Exercise prompt ▸ Put every line of the records below into a Markdown table with the columns Row and Line. Number the rows in order and skip any blank lines.

━━━━━ Given data

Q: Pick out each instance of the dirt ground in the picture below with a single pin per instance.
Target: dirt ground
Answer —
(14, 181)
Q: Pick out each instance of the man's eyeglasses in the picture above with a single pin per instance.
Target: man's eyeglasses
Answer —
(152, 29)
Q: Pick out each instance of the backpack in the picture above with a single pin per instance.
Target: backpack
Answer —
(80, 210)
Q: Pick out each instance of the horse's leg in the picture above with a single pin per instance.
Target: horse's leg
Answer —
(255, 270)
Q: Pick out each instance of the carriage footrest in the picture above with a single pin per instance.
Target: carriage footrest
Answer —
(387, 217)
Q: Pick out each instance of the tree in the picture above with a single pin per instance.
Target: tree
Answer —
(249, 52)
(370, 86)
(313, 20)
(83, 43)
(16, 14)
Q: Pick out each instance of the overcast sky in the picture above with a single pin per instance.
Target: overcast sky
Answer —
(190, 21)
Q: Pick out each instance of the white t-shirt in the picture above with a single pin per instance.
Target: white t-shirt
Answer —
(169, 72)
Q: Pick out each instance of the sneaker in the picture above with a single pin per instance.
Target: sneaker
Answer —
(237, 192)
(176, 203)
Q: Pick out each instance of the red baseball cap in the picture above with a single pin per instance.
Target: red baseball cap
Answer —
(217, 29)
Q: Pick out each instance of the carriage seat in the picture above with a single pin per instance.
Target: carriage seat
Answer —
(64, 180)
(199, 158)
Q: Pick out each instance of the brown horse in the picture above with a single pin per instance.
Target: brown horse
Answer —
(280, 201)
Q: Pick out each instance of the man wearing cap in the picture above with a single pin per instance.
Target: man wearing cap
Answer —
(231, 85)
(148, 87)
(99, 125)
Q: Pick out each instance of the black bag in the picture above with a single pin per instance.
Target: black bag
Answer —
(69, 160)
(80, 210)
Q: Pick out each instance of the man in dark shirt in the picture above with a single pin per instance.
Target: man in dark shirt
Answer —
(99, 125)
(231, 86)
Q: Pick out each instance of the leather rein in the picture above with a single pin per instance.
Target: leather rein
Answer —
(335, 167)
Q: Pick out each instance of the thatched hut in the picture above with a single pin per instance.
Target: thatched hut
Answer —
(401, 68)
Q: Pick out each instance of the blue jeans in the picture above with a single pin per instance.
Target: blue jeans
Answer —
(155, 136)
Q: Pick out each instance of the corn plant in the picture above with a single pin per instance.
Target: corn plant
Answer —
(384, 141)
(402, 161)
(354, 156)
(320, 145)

━━━━━━━━━━

Written reply ▸
| Row | Line |
|---|---|
| 1 | Q: Pick out each instance of the dirt ground in the picture below with a single pin per instance. |
| 2 | Target: dirt ground |
| 3 | Answer — |
| 4 | (14, 181) |
| 5 | Q: Pick out each instance of the man's eyeglasses in the picture above with a single pin per instance. |
| 6 | Target: man's eyeglasses |
| 7 | Answer — |
| 8 | (152, 29) |
| 9 | Q: Pick out each instance of the backpack in the picture above with a single pin per instance. |
| 10 | Target: backpack |
| 11 | Answer — |
| 12 | (80, 210) |
| 13 | Q: Pick out each instance of the horse's leg in the picture above with a single pin per instance. |
| 14 | Target: horse's leg |
| 15 | Answer — |
| 16 | (255, 270) |
| 17 | Q: Pick out each instance of the carriage footrest in the picture above with a single pin per instance. |
| 18 | Target: carriage footrest |
| 19 | Answer — |
| 20 | (387, 217) |
| 21 | Q: Pick out each instance of the tree in the picture above with a single pin per instance. |
| 22 | Target: tree |
| 23 | Answer — |
| 24 | (249, 52) |
| 25 | (370, 86) |
| 26 | (313, 20) |
| 27 | (83, 43) |
| 28 | (16, 14) |
| 29 | Q: Pick out each instance of the overcast sky in the picture above with a single pin per instance. |
| 30 | Target: overcast sky |
| 31 | Answer — |
| 32 | (190, 21) |
| 33 | Q: Pick out each instance of the white t-shirt in the picture above with a single pin per instance. |
| 34 | Target: white t-shirt |
| 35 | Answer — |
| 36 | (169, 72) |
| 37 | Q: Pick out each instance of the sneaker in the picture above with a single pin per instance. |
| 38 | Target: sneaker |
| 39 | Answer — |
| 40 | (237, 192) |
| 41 | (176, 203) |
| 42 | Q: Pick out each instance of the red baseball cap in the picture above with a single pin per instance. |
| 43 | Target: red baseball cap |
| 44 | Answer — |
| 45 | (217, 29) |
| 46 | Q: Pick out each instance of the carriage seat in the picture above with a single pin per instance. |
| 47 | Target: carriage seat |
| 48 | Answer — |
| 49 | (64, 180) |
| 50 | (199, 158) |
| 51 | Q: Pick out each instance of the brown horse in the picture above with a single pin per instance. |
| 52 | Target: brown horse |
| 53 | Answer — |
| 54 | (280, 201) |
| 55 | Q: Pick out each instance of the man wearing cap in the picture above with a single pin per instance. |
| 56 | Target: man wearing cap |
| 57 | Answer — |
| 58 | (231, 85) |
| 59 | (148, 87) |
| 60 | (99, 125) |
| 61 | Q: Pick out each instance of the black bag in the picture above with a single pin per instance. |
| 62 | Target: black bag |
| 63 | Answer — |
| 64 | (69, 160) |
| 65 | (80, 210) |
| 66 | Q: Pick out each instance of the man in dark shirt in the picture above with a single pin per instance. |
| 67 | Target: man in dark shirt |
| 68 | Answer — |
| 69 | (99, 125) |
| 70 | (231, 86) |
| 71 | Q: Pick out each instance of the leather rein in the picture above with a single pin per instance. |
| 72 | Target: leather rein |
| 73 | Answer — |
| 74 | (335, 167) |
| 75 | Q: Pick out each instance of the thatched hut in the picture above with a single pin per instance. |
| 76 | Target: thatched hut |
| 77 | Answer — |
| 78 | (401, 68) |
| 79 | Q: Pick out each instance of the blue jeans in the picture above with a single pin per instance. |
| 80 | Target: blue jeans |
| 81 | Answer — |
| 82 | (155, 136) |
| 83 | Q: Pick out each instance of the corn plant in the picture above with a single pin per instance. |
| 84 | Target: corn plant |
| 85 | Answer — |
| 86 | (384, 141) |
| 87 | (402, 161) |
| 88 | (354, 156) |
| 89 | (320, 145) |